Show each line of the records below that contains the string "wing". Treat uppercase and lowercase as different.

..............................

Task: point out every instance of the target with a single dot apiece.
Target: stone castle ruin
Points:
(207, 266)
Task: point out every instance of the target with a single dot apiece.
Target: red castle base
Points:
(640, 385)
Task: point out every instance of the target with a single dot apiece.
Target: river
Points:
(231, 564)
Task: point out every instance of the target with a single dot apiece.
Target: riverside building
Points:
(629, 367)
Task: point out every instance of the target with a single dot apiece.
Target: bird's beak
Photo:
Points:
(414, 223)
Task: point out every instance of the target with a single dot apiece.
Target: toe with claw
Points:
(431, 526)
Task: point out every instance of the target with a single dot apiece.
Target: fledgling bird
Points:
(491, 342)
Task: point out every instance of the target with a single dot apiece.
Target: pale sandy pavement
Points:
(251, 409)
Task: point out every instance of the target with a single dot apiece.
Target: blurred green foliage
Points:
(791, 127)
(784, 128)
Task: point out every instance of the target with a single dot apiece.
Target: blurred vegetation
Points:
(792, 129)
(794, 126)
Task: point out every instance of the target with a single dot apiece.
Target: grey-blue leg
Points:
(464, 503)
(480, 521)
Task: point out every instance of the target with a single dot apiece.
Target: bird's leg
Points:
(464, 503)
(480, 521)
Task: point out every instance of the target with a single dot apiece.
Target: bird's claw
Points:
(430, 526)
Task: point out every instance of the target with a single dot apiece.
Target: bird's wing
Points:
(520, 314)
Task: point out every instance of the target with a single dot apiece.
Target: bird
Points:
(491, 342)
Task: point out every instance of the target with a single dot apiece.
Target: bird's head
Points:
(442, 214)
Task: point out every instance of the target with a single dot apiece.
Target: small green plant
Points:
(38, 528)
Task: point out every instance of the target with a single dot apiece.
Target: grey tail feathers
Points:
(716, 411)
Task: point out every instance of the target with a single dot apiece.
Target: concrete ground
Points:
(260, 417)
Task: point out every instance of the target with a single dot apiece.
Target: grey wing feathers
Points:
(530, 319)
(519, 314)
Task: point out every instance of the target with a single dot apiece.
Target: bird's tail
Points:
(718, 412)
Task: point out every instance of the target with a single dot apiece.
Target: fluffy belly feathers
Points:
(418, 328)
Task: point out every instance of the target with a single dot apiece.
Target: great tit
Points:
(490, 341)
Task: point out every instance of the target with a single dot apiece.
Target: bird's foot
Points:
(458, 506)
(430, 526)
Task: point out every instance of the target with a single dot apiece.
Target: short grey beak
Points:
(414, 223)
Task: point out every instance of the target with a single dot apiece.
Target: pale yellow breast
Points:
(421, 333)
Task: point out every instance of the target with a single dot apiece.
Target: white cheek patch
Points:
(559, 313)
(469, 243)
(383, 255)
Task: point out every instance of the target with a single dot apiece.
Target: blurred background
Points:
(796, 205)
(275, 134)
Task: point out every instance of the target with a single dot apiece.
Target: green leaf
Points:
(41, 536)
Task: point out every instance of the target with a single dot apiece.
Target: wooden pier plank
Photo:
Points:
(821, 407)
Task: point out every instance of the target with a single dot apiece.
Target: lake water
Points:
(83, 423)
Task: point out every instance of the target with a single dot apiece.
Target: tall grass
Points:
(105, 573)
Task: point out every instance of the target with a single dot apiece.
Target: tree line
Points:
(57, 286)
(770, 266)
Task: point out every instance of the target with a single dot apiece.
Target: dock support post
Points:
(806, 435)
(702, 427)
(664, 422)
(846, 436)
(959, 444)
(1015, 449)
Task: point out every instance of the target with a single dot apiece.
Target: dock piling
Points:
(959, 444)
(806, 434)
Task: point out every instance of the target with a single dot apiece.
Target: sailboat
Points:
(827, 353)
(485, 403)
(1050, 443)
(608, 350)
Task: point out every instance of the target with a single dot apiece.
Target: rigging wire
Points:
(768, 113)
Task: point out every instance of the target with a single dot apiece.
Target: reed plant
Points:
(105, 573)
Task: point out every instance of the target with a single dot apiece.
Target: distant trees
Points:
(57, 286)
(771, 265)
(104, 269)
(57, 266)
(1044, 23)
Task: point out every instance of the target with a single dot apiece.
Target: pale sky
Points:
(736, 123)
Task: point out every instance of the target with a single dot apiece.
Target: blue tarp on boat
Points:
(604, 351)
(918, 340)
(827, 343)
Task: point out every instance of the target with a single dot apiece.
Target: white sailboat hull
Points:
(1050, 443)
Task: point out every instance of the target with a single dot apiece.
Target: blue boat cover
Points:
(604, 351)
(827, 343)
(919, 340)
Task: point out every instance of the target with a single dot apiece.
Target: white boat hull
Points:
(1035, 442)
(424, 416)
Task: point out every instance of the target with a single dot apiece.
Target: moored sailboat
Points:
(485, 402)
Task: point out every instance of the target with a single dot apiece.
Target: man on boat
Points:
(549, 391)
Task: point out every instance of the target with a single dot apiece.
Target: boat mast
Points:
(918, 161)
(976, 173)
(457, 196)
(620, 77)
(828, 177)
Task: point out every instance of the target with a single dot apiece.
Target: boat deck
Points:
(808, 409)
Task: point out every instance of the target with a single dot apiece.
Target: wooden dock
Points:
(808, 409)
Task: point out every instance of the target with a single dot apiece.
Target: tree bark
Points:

..............................

§ **Result of this task**
Target: bird's wing
Target: grey wing feathers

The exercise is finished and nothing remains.